Work required: Copy out the listing below line for line, leaving out the picture.

— begin Dataset rows —

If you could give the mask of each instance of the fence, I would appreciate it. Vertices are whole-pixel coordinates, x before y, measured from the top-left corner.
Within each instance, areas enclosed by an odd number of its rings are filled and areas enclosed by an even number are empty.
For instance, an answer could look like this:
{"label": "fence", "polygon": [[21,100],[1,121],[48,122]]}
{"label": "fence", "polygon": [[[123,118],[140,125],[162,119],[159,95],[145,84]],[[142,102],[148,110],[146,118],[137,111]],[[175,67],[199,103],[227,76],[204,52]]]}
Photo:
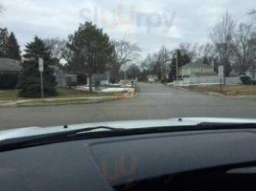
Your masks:
{"label": "fence", "polygon": [[[226,77],[226,84],[241,84],[239,76]],[[198,76],[198,77],[184,77],[183,80],[174,82],[174,86],[193,86],[193,85],[214,85],[220,84],[219,76]]]}

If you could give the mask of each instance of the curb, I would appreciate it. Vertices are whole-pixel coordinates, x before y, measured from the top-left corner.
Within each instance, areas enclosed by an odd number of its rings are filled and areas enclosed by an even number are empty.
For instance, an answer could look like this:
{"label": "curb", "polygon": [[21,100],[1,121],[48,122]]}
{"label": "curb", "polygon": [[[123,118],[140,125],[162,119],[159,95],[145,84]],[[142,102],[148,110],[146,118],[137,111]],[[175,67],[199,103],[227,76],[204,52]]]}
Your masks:
{"label": "curb", "polygon": [[78,101],[78,102],[66,102],[66,103],[35,103],[35,104],[16,104],[13,107],[46,107],[46,106],[62,106],[62,105],[85,105],[85,104],[95,104],[95,103],[103,103],[106,101],[112,101],[120,99],[119,97],[116,98],[108,98],[103,100],[91,100],[91,101]]}

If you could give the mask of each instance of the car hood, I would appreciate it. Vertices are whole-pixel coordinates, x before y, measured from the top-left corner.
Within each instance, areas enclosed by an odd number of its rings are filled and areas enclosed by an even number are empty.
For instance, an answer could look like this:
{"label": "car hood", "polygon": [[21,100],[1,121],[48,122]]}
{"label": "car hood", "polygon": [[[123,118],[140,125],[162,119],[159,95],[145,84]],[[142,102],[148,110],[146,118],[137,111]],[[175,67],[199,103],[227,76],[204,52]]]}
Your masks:
{"label": "car hood", "polygon": [[[255,123],[256,119],[241,119],[241,118],[209,118],[209,117],[186,117],[186,118],[171,118],[157,120],[129,120],[129,121],[112,121],[69,125],[68,128],[63,126],[53,127],[27,127],[12,130],[0,131],[0,141],[16,138],[33,137],[39,135],[47,135],[53,133],[67,132],[83,128],[93,128],[107,126],[122,129],[138,129],[138,128],[153,128],[153,127],[176,127],[176,126],[193,126],[202,122],[213,123]],[[98,130],[107,131],[107,130]]]}

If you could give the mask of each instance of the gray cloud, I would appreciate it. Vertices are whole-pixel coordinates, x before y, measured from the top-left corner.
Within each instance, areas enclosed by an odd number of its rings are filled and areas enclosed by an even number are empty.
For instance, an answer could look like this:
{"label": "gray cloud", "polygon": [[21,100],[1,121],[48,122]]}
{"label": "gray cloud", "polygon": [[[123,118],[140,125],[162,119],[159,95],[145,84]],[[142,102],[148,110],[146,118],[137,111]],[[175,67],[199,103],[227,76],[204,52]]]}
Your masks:
{"label": "gray cloud", "polygon": [[2,4],[6,11],[0,24],[15,32],[22,48],[35,34],[66,38],[80,23],[92,20],[111,38],[136,42],[143,54],[163,45],[172,49],[180,42],[205,42],[223,12],[228,11],[242,22],[256,7],[255,0],[2,0]]}

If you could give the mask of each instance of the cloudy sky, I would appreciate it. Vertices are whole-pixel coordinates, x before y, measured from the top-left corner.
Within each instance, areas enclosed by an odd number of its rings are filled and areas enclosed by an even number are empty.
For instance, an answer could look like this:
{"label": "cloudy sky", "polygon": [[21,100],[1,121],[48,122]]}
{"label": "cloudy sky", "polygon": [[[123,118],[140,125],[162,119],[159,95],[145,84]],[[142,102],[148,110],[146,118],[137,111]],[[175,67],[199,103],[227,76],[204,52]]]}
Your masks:
{"label": "cloudy sky", "polygon": [[211,27],[228,11],[248,19],[255,0],[0,0],[1,27],[13,32],[22,48],[36,34],[67,38],[80,23],[92,21],[112,39],[136,42],[143,54],[180,42],[204,43]]}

— end Dataset rows —

Solution:
If you could give the mask of each instance of the fence, I would appreciate it. Vertices are whole-pixel coordinates, x before y, measured from the top-left corner.
Within each instance, areas enclosed by an odd number of its rings are filled and areas enclosed by an even number are empty.
For instance, an answer could look like this:
{"label": "fence", "polygon": [[21,100],[1,121],[48,122]]}
{"label": "fence", "polygon": [[[123,118],[140,125],[162,119],[159,95],[145,84]],[[142,102],[148,110],[146,118],[137,111]],[[175,67],[199,103],[227,76],[204,52]]]}
Photo:
Your masks:
{"label": "fence", "polygon": [[[226,77],[226,84],[241,84],[239,76]],[[198,76],[198,77],[184,77],[183,80],[174,82],[174,86],[193,86],[193,85],[214,85],[220,84],[219,76]]]}

If you could give the mask of each instance of the curb, I would appreciate it. Vertices are whole-pixel coordinates, x before y, measured from the top-left corner.
Within each instance, areas enclosed by an odd number of its rings are filled and areas enclosed by an even number are empty.
For instance, an answer could look like this:
{"label": "curb", "polygon": [[21,100],[1,121],[48,122]]}
{"label": "curb", "polygon": [[[123,118],[140,125],[162,119],[159,95],[145,84]],[[142,102],[148,110],[146,118],[137,111]],[[175,67],[199,103],[227,76],[204,52]]]}
Your masks:
{"label": "curb", "polygon": [[78,101],[78,102],[66,102],[66,103],[35,103],[35,104],[16,104],[13,107],[46,107],[46,106],[62,106],[62,105],[85,105],[85,104],[95,104],[95,103],[103,103],[106,101],[112,101],[120,99],[119,97],[116,98],[108,98],[103,100],[91,100],[91,101]]}

If you could give the mask of each instance of the car hood, I would appreciate it. Vertices are whole-pixel coordinates, x before y, measured from the top-left corner.
Within each instance, areas enclosed by an odd number of its rings are filled and areas enclosed by an even number are empty.
For instance, an answer could look like this:
{"label": "car hood", "polygon": [[21,100],[1,121],[48,122]]}
{"label": "car hood", "polygon": [[[123,118],[140,125],[162,119],[159,95],[145,84]],[[142,102],[148,110],[146,118],[137,111]],[[175,67],[199,103],[227,76],[204,52]]]}
Your masks:
{"label": "car hood", "polygon": [[[255,123],[256,119],[241,119],[241,118],[209,118],[209,117],[186,117],[186,118],[171,118],[157,120],[129,120],[129,121],[112,121],[69,125],[68,128],[63,126],[53,127],[27,127],[12,130],[0,131],[0,141],[16,138],[33,137],[39,135],[47,135],[53,133],[67,132],[83,128],[93,128],[107,126],[122,129],[138,129],[138,128],[153,128],[153,127],[176,127],[176,126],[193,126],[202,122],[213,123]],[[98,130],[107,131],[107,130]]]}

If you could give the mask of each instance of the gray cloud, I would appreciate it. Vertices are whole-pixel coordinates, x before y, measured from the top-left corner.
Within each instance, areas enclosed by an odd number of its rings are filled and areas enclosed by an even number are empty.
For instance, an answer could look like this:
{"label": "gray cloud", "polygon": [[21,100],[1,121],[48,122]]}
{"label": "gray cloud", "polygon": [[[123,118],[140,125],[162,119],[159,95],[145,84]],[[142,102],[148,110],[146,118],[137,111]],[[175,67],[199,103],[227,76],[204,52]]]}
Your masks:
{"label": "gray cloud", "polygon": [[2,4],[6,11],[0,24],[15,32],[22,48],[35,34],[66,38],[80,23],[92,20],[111,38],[136,42],[143,54],[163,45],[172,49],[180,42],[205,42],[223,12],[228,11],[242,22],[256,7],[255,0],[2,0]]}

If you could give the mask of each instance of the cloudy sky, I would appreciate it. Vertices are whole-pixel coordinates, x before y, measured from the top-left corner.
Within each instance, areas enclosed by an odd number of its rings are filled and areas enclosed by an even number are empty.
For instance, an answer could look like this:
{"label": "cloudy sky", "polygon": [[21,100],[1,121],[48,122]]}
{"label": "cloudy sky", "polygon": [[[123,118],[140,125],[162,119],[159,95],[145,84]],[[142,102],[148,110],[146,118],[137,111]],[[175,67],[199,103],[227,76],[204,52]]]}
Your masks:
{"label": "cloudy sky", "polygon": [[211,27],[228,11],[248,19],[255,0],[0,0],[1,27],[13,32],[22,48],[36,34],[67,38],[80,23],[92,21],[112,39],[136,42],[143,54],[180,42],[204,43]]}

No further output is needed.